In the records, from the line containing "dark suit, imagine" through the end of the records, change "man in dark suit" to "man in navy suit" and leave everything else the same. Write out those lines with the change made.

-- Start DATA EXTRACT --

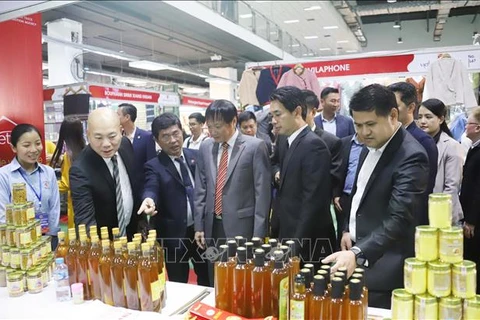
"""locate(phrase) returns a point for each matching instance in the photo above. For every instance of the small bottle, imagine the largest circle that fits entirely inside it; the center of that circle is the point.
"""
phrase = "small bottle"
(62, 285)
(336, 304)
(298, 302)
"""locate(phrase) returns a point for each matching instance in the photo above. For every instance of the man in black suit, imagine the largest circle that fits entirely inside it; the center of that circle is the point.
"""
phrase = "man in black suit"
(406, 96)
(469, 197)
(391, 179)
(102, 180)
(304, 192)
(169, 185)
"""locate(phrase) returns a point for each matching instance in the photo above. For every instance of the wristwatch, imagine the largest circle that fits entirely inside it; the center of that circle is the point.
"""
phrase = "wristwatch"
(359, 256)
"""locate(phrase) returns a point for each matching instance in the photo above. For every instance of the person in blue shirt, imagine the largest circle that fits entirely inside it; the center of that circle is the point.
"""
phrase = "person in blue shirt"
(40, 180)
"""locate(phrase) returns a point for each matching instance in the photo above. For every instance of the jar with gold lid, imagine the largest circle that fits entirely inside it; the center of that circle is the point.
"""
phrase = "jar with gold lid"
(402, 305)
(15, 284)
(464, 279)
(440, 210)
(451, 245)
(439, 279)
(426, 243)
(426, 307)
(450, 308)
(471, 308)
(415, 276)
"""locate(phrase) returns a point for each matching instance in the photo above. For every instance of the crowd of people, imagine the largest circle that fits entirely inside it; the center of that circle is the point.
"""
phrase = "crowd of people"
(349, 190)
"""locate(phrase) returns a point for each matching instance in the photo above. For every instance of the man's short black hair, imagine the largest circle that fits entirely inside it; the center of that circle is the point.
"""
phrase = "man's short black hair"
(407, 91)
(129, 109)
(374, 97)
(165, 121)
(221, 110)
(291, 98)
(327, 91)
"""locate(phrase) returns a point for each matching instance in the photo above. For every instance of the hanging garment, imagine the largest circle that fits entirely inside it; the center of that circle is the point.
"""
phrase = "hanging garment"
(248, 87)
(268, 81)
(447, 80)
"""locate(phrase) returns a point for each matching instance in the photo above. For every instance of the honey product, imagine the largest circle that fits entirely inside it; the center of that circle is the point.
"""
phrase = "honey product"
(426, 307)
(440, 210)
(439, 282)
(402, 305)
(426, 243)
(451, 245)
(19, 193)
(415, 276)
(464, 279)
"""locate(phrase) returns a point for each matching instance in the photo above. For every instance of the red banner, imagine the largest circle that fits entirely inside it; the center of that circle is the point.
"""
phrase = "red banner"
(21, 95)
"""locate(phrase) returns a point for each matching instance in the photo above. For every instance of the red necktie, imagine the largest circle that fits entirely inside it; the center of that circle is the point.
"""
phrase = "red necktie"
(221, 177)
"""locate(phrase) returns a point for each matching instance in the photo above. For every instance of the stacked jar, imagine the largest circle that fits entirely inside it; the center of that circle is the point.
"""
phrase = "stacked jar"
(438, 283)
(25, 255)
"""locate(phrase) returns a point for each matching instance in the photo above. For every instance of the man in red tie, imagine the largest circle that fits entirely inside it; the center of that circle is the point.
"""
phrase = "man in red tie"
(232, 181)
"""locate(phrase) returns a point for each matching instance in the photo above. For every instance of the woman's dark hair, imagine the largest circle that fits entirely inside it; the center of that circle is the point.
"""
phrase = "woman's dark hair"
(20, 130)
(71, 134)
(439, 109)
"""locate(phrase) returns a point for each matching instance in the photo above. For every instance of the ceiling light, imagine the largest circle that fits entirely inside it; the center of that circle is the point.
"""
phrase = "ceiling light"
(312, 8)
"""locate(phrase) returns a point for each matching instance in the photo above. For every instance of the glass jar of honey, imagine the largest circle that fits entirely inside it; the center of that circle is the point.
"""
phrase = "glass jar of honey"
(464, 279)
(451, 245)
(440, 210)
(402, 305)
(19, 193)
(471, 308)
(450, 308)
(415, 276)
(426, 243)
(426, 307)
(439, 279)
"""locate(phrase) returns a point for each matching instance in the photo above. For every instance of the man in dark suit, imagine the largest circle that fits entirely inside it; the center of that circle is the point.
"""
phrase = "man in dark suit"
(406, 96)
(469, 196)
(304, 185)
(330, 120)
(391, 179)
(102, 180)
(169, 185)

-- End DATA EXTRACT --

- **SOLUTION FOR THIS TASK**
"""locate(phrase) returns a point for each matching instance in the photo above. For every instance of the man in navy suit, imagine the largest circle that fits entirely inside it; the center of that circle is the point.
"""
phrase = "man in navy suit"
(406, 96)
(469, 196)
(304, 185)
(330, 120)
(391, 179)
(102, 180)
(169, 185)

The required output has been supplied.